# [SUPPLIED TEXT]
_ _ _ _ _ _ _
Yet another question - any chance for ECC?

If DDR5 is 10% faster maybe this will be that mysterious Rock 5B+, also with those four sata (in one 8470 connector) and two 2.5G ethernet :wink:

I would have preferred a PCIE slot (preferably 4 lanes) instead of the extra sata ports. This would have given the opportunity to try out different PCIE cards (usecase dependent) given the board could be placed in ITX case and powered by it. Not sure about the MIPI CSI connector given the length of the ribbon cable needs to be short.

with the given lanes of the rk3588 I do think using a riser from an m.2 port isn’t that bad of an option.

Indeed, this is the board I was looking for, as base for NAS and surveillance station. There is already a QNAP-based offer and this quite impressive Firefly ITX-3588J , but the latter is much too expensive as x86 alternative for a compact home made solution.
_ _ _ _ _ _ _
# [DATASET EXCERPTS]
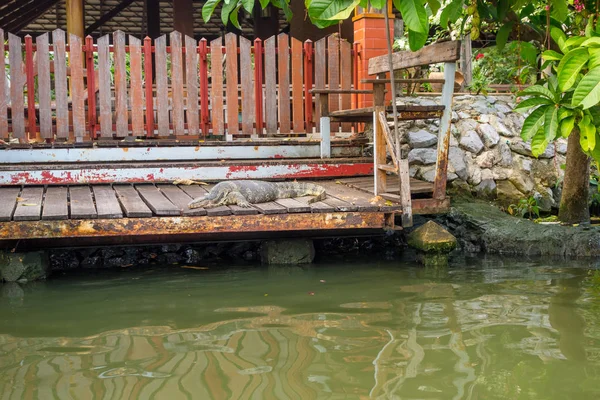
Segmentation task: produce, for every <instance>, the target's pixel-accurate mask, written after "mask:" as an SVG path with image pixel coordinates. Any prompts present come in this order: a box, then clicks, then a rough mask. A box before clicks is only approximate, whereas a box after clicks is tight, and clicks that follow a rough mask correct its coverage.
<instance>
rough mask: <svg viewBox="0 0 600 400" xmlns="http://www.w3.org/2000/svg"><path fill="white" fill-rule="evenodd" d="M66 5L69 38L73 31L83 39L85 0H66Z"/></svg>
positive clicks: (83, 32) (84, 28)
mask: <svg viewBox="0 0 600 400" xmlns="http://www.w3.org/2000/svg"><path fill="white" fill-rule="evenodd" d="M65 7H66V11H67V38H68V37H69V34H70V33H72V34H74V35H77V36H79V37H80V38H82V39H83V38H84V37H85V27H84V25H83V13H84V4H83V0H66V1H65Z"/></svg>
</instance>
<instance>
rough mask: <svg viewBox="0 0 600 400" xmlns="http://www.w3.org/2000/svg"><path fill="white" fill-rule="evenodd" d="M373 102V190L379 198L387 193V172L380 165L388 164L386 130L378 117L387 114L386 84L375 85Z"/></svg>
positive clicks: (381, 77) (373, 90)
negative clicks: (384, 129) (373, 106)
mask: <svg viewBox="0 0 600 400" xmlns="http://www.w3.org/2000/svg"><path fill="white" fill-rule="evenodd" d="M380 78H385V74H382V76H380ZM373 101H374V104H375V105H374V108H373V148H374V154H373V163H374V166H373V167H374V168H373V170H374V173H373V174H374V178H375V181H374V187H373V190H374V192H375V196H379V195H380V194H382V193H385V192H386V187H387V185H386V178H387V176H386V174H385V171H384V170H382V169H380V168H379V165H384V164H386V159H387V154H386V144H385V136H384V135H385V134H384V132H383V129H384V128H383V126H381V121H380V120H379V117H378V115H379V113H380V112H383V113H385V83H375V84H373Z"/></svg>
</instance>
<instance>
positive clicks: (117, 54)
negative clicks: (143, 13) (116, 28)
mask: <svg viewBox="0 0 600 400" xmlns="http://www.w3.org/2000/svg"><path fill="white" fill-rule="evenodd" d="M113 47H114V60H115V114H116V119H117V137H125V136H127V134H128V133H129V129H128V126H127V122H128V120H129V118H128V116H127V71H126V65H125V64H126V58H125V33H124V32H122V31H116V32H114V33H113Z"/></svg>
_ _ _ _ _ _ _
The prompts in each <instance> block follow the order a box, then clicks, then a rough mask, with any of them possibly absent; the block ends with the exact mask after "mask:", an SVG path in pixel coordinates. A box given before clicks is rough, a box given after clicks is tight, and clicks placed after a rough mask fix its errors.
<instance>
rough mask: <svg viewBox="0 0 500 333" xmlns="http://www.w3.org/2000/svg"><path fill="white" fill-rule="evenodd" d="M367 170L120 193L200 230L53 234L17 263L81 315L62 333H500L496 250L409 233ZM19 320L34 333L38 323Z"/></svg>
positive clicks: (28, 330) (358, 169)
_ _ _ _ _ _ _
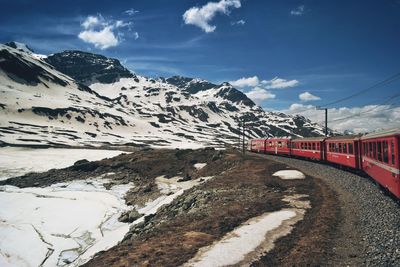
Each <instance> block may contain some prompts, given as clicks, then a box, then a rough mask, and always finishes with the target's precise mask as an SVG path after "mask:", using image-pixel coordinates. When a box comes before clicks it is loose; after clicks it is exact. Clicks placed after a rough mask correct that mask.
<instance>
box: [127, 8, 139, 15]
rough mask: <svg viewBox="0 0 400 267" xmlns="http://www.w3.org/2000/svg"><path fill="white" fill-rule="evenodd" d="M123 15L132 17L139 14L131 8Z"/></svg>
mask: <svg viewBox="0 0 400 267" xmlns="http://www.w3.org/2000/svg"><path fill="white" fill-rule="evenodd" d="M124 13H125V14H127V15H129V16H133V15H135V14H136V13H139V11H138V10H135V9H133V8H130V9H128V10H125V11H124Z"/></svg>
_ _ _ _ _ _ _
# [REQUIREMENT]
Echo the stretch of the forum discussion about the board from "Yet another question" through "to be short.".

# [EXERCISE RESPONSE]
Yet another question - any chance for ECC?

If DDR5 is 10% faster maybe this will be that mysterious Rock 5B+, also with those four sata (in one 8470 connector) and two 2.5G ethernet :wink:

I would have preferred a PCIE slot (preferably 4 lanes) instead of the extra sata ports. This would have given the opportunity to try out different PCIE cards (usecase dependent) given the board could be placed in ITX case and powered by it. Not sure about the MIPI CSI connector given the length of the ribbon cable needs to be short.